* TASK PROMPT
When you reach the line containing "Query: vegetation along bank" in the data below, begin returning lines exactly as written, and stop once the line containing "[(67, 194), (21, 108), (56, 392), (217, 66)]" has been returned.

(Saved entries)
===============

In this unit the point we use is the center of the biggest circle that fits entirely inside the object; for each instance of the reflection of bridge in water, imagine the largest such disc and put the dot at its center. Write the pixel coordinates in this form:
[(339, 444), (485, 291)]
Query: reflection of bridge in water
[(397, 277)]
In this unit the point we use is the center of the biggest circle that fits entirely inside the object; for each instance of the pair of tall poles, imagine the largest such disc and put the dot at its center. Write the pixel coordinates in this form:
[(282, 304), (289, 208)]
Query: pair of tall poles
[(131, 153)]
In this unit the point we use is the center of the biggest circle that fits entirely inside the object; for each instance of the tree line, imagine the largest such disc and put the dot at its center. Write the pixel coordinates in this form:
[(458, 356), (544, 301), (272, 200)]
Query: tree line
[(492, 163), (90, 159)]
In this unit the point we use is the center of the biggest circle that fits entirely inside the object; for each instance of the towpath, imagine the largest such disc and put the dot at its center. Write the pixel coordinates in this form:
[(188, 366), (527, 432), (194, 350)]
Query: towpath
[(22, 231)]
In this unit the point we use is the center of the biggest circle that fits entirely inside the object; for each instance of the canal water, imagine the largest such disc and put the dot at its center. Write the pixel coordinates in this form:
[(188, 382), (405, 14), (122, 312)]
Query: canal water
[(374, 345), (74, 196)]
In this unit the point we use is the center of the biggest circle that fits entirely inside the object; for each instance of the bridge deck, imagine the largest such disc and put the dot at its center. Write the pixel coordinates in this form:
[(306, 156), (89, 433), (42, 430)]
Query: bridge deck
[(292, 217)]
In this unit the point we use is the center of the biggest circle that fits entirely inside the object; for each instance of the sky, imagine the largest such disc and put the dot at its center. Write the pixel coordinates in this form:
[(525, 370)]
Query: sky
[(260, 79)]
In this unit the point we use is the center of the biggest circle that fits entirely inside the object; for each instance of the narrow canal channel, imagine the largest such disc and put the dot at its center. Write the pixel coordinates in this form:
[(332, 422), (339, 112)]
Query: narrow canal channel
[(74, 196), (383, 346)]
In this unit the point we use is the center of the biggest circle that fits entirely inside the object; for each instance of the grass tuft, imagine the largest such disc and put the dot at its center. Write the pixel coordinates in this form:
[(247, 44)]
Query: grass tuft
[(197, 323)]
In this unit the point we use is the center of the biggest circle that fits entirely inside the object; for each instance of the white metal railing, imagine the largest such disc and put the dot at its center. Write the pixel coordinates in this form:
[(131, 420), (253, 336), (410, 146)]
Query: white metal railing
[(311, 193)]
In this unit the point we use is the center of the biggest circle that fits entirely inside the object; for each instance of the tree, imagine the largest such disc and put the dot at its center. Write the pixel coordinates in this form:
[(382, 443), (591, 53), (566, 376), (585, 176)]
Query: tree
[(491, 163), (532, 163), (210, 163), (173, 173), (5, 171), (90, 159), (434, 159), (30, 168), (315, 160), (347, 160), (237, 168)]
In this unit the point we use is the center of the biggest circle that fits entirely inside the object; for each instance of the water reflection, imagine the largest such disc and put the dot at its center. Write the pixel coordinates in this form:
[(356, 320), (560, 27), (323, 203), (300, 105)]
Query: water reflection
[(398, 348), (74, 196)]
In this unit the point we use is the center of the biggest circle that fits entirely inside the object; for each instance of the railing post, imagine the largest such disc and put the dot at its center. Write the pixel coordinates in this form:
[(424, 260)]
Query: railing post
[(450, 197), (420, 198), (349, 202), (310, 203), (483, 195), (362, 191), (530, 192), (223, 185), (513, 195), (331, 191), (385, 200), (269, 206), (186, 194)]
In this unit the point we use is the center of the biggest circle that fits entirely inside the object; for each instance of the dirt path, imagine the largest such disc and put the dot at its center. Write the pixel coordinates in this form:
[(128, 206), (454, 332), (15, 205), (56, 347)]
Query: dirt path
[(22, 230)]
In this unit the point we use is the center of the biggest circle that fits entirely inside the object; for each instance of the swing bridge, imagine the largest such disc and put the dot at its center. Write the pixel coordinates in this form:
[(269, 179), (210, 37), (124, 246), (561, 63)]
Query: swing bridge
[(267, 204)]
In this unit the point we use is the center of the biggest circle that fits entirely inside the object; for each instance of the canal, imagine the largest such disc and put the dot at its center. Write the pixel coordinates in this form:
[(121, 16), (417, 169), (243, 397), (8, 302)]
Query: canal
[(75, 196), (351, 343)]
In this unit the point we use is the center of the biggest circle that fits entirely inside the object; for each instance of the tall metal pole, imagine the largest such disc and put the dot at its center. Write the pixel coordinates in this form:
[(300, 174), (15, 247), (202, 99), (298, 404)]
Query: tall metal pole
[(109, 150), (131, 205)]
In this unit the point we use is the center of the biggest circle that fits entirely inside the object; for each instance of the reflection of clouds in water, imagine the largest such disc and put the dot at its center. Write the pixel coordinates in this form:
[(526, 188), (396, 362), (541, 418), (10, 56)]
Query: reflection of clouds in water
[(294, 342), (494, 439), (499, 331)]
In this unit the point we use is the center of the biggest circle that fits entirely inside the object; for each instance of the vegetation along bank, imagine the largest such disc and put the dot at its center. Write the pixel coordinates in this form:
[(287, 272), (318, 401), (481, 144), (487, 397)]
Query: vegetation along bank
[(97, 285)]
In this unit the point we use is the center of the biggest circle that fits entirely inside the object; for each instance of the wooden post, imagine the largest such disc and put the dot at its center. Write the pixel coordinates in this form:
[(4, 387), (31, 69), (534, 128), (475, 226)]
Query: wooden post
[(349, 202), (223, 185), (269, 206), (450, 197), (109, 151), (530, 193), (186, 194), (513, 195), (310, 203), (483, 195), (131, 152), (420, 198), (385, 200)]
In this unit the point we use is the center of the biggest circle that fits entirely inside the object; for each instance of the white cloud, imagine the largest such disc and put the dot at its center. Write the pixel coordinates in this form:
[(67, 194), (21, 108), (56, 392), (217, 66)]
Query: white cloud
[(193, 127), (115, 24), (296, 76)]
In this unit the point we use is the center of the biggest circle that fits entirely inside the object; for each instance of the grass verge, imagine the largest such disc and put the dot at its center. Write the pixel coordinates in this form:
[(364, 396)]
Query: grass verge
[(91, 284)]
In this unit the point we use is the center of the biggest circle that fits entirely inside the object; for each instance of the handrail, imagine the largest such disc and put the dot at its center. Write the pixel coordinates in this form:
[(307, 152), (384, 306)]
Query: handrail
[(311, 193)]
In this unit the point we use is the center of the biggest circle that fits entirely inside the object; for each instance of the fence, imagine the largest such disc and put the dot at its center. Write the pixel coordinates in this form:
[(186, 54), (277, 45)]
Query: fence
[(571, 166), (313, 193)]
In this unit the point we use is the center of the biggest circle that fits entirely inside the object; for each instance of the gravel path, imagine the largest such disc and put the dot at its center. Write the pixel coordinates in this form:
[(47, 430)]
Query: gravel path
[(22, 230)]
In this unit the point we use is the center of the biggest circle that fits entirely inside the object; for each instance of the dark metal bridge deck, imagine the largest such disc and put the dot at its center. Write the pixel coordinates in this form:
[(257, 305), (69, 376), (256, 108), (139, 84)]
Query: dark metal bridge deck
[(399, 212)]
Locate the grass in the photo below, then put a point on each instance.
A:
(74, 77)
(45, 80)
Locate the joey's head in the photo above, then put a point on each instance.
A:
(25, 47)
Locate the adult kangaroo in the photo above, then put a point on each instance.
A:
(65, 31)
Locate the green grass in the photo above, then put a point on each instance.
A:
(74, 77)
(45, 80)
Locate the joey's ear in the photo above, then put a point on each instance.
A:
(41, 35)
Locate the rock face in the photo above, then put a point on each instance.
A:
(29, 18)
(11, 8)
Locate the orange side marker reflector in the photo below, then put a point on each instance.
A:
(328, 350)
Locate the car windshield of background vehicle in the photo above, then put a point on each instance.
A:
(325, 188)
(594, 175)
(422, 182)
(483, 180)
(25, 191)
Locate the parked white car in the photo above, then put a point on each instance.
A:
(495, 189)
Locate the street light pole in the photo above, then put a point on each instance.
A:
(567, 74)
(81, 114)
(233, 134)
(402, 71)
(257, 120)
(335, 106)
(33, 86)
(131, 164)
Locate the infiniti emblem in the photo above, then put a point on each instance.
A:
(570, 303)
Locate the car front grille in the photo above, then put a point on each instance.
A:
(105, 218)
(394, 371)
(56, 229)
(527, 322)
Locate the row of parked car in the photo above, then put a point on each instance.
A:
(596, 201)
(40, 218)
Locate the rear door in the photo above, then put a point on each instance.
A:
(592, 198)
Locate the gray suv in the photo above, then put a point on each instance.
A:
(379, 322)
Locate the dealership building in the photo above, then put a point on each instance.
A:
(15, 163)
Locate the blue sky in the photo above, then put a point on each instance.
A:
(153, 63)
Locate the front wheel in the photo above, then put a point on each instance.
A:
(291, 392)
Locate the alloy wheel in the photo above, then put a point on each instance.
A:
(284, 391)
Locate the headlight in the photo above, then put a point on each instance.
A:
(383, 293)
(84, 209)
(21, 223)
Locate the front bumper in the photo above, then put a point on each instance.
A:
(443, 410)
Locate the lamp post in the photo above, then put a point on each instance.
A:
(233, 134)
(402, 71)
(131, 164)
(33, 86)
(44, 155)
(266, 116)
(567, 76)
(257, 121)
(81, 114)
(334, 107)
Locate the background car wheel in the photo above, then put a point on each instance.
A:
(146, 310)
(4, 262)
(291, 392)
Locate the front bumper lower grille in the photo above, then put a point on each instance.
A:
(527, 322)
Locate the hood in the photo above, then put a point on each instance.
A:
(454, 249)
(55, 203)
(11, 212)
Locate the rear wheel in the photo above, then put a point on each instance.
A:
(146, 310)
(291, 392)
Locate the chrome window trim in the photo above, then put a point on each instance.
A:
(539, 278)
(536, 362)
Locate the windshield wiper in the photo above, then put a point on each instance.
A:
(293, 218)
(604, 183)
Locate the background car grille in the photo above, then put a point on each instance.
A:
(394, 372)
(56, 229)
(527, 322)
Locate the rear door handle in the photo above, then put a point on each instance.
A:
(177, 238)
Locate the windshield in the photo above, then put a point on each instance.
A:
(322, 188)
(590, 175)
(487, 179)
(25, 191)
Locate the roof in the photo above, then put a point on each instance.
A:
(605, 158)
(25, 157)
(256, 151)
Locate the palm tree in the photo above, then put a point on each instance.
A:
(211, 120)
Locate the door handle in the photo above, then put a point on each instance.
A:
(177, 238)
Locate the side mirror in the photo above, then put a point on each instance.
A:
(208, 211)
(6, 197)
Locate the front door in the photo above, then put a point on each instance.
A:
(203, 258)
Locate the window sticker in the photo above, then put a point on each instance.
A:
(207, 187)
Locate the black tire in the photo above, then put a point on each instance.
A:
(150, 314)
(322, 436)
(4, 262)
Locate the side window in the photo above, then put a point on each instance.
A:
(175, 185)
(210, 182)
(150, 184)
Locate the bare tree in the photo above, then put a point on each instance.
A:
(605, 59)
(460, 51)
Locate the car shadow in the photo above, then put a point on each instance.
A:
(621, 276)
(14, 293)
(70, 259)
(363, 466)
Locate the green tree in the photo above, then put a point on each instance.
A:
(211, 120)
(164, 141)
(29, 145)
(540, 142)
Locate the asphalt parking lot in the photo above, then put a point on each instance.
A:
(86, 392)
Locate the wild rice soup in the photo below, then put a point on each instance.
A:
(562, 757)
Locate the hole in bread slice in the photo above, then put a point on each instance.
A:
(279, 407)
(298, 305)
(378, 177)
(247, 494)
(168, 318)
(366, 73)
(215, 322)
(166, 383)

===============

* COMPLETED EXERCISE
Query: vegetation along bank
[(97, 285)]
In this unit the point we use is the center of the biggest circle that fits entirely inside the object; for each instance of the wooden post, imagine the largest such disc and put the dot at its center. Write the pixel coordinates in this form:
[(4, 387), (31, 69), (534, 128), (475, 226)]
Query: wooden post
[(349, 202), (223, 185), (269, 206), (450, 197), (109, 151), (530, 193), (186, 194), (513, 195), (310, 203), (483, 195), (131, 152), (420, 198), (385, 200)]
In this unit the point we use is the center of the biggest circle that fits entirely inside the object; for each instance of the white cloud, imagine the largest such disc and put the dot at its center. Write the pixel coordinates in this form:
[(67, 194), (21, 108), (56, 392), (217, 66)]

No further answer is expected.